Begin MATERIAL PROVIDED
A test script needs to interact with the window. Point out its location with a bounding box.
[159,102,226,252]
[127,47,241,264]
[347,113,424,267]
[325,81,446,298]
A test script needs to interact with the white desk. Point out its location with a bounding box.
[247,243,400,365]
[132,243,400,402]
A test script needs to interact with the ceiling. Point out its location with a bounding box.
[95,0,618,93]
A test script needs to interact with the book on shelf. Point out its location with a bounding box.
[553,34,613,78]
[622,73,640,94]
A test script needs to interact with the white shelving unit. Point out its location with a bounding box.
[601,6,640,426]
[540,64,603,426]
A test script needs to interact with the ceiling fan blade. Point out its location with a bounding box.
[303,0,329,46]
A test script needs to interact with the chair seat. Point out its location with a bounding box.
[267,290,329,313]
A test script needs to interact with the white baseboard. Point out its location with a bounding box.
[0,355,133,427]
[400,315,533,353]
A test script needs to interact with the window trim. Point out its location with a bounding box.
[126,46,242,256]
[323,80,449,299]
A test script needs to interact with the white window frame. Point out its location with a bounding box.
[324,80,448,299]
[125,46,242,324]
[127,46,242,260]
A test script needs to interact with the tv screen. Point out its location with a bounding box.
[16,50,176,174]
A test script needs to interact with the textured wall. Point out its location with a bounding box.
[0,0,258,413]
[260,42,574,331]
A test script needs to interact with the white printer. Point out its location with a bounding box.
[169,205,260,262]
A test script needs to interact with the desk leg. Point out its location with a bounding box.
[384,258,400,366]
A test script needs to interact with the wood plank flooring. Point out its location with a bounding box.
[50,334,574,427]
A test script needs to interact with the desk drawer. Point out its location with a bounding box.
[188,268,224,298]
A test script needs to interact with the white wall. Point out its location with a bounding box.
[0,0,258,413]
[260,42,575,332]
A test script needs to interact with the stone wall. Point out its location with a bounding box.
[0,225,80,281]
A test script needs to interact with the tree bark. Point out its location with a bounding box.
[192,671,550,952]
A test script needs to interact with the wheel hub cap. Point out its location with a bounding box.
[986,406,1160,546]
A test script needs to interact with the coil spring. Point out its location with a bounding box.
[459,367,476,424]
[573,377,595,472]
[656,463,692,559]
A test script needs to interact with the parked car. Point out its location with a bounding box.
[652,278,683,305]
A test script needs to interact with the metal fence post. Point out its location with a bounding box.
End MATERIAL PROVIDED
EXERCISE DIRECTIONS:
Reproduce every item above verbatim, keeping each line unchanged and in its original order.

EXPECTED OUTPUT:
A test script needs to interact with the window. Point out its location with a bounding box.
[159,102,226,252]
[127,47,241,264]
[347,113,424,267]
[325,81,446,298]
A test script needs to interact with the white desk. Point out its location with a bounding box.
[247,243,400,365]
[132,243,400,402]
A test script needs to interact with the ceiling. Point out its location with a bounding box.
[95,0,618,93]
A test script needs to interact with the book on shelf. Point out its location with a bounding box.
[553,34,613,78]
[622,73,640,94]
A test script needs to interact with the white shelving unit. Point out its location with a bounding box.
[601,6,640,426]
[540,64,603,426]
A test script needs to interact with the ceiling fan blade. Point out its location with a bounding box.
[303,0,329,46]
A test script needs to interact with the chair seat. Point out its location with a bounding box.
[267,290,329,313]
A test script needs to interact with the white baseboard. Point out its location with a bounding box.
[0,355,133,427]
[400,315,533,353]
A test script needs to interact with the window trim. Point out its location with a bounding box.
[126,46,242,256]
[323,80,449,299]
A test script needs to interact with the white window frame. Point out its location with a bounding box.
[324,80,448,299]
[125,46,242,324]
[127,46,242,260]
A test script needs to interact with the tv screen. Point out its location with a bounding box.
[16,50,176,174]
A test script needs to interact with the textured wall. Point out its location with a bounding box.
[0,0,258,413]
[260,42,574,331]
A test script needs to interact with the white printer. Point out its location with a bounding box.
[169,205,260,262]
A test script needs to interact with the desk leg. Point out its location with a bounding box.
[384,258,400,366]
A test script needs to interact with the wood plank flooring. Point out its location with a bounding box.
[50,334,574,427]
A test script needs to interact with the desk drawer. Point out its location with a bounding box.
[188,268,224,298]
A test script needs to interact with the white wall. Point out its location with a bounding box.
[0,0,258,413]
[260,42,575,332]
A test script needs to interact with the stone wall. Point out its location with a bounding box.
[0,225,80,281]
A test script needs to interact with the tree bark. Point out its location with a bounding box.
[192,671,550,952]
A test script needs to interact with the wheel hub cap. Point out its location with a bounding box.
[986,406,1160,546]
A test script needs to interact with the coil spring. Point out its location with a bounding box.
[459,367,476,424]
[573,377,595,472]
[656,463,692,559]
A test script needs to interact with the parked car. Point out its location with a bounding box.
[652,278,683,305]
A test script needs to interact with the metal fence post. Point out its location with a bounding box.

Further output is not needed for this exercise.